* **Records shown**
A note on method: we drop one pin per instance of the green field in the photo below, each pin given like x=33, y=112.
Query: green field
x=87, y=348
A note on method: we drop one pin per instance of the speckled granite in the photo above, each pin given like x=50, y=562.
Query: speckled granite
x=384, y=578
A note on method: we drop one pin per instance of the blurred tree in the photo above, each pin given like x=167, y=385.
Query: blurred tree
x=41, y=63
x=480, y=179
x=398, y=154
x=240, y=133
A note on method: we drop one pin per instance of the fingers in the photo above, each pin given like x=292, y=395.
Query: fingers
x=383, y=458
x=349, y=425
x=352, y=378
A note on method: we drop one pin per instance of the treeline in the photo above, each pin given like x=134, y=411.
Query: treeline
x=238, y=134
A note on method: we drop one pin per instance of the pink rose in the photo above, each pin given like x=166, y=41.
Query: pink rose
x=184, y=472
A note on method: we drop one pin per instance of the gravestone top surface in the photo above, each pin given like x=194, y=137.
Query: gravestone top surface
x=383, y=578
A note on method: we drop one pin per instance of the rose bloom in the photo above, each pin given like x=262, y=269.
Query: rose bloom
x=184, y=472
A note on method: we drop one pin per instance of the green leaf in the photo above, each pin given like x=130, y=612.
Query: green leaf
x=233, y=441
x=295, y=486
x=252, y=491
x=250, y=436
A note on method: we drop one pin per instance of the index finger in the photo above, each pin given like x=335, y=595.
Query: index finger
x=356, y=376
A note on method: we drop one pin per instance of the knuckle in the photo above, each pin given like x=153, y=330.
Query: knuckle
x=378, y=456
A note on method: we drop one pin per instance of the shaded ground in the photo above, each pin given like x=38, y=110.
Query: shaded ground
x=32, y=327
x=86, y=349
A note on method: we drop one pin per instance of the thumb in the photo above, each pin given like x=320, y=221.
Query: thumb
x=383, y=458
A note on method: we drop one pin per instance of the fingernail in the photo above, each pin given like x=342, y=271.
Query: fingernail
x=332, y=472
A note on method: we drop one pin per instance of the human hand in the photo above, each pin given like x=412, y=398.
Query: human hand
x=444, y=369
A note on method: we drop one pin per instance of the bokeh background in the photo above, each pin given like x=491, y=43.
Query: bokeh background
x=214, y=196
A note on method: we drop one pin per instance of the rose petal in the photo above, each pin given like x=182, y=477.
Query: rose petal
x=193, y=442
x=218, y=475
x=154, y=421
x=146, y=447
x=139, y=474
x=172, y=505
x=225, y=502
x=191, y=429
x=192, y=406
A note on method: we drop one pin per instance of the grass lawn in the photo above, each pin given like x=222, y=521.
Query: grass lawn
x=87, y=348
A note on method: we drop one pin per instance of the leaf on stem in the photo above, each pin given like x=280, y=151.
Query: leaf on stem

* **Required work**
Rewrite all the lines above, replacing every "Query" with "Target" and leaving everything else unchanged.

* **Solution for this task**
A note on method: we drop one pin per instance of the green field in the photo below, each pin given like x=33, y=112.
Target: green field
x=87, y=348
A note on method: we drop one pin per instance of the speckled granite in the photo above, each pin given like x=50, y=562.
Target: speckled granite
x=384, y=578
A note on method: we drop one pin per instance of the blurred tree in the photo above, each pin given like x=167, y=385.
Target: blurred tree
x=41, y=63
x=480, y=179
x=398, y=154
x=240, y=133
A note on method: we drop one pin per instance of the fingers in the photo above, each pin given like x=292, y=395.
Target: fingers
x=383, y=458
x=349, y=425
x=352, y=378
A note on method: we drop one pin per instance of the treeline in the photo above, each pin given like x=134, y=411.
Target: treeline
x=238, y=134
A note on method: we drop one pin per instance of the pink rose in the photo above, each pin given like x=166, y=41.
Target: pink rose
x=184, y=472
A note on method: we drop one pin per instance of the gravestone top surface in the photo above, each pin given like x=194, y=137.
Target: gravestone top surface
x=383, y=578
A note on method: we drop one pin per instance of the rose bloom in the photo above, each pin given like x=262, y=269.
Target: rose bloom
x=184, y=472
A note on method: we drop one pin per instance of the green leaf in the photo above, each pin given like x=130, y=612.
Target: green leaf
x=233, y=441
x=295, y=486
x=252, y=491
x=250, y=436
A note on method: we drop one pin per instance of the index finger in the photo above, each pin given like x=335, y=595.
Target: index finger
x=356, y=376
A note on method: we drop one pin per instance of the knuckle in the photo above, each pin given like x=153, y=330.
Target: knuckle
x=378, y=456
A note on method: we drop one pin per instance of the shaded ground in the photo above, each pin given like x=38, y=110.
Target: shaded ground
x=32, y=327
x=86, y=349
A note on method: we drop one pin per instance of the thumb in the photo above, each pin given like x=320, y=221.
Target: thumb
x=383, y=458
A note on method: we drop one pin per instance of the fingernail in the photo above, each pin given like x=342, y=271.
Target: fingernail
x=332, y=472
A note on method: we drop one pin per instance of the human hand in the photo above, each pin given like x=412, y=398.
Target: human hand
x=444, y=369
A note on method: we drop one pin per instance of the bokeh background in the photo above, each pin given like x=491, y=43.
Target: bokeh background
x=214, y=196
A note on method: we drop one pin per instance of the rose petal in the photo above, each pin given like x=182, y=477.
Target: rose petal
x=193, y=442
x=218, y=475
x=154, y=421
x=146, y=447
x=139, y=474
x=172, y=505
x=225, y=502
x=191, y=429
x=192, y=406
A note on method: we drop one pin per instance of the grass lawn in the photo above, each pin given like x=222, y=521.
Target: grass lawn
x=87, y=348
A note on method: we drop one pin per instance of the leaf on stem in the photo above, each pin given like x=280, y=151.
Target: leaf on stem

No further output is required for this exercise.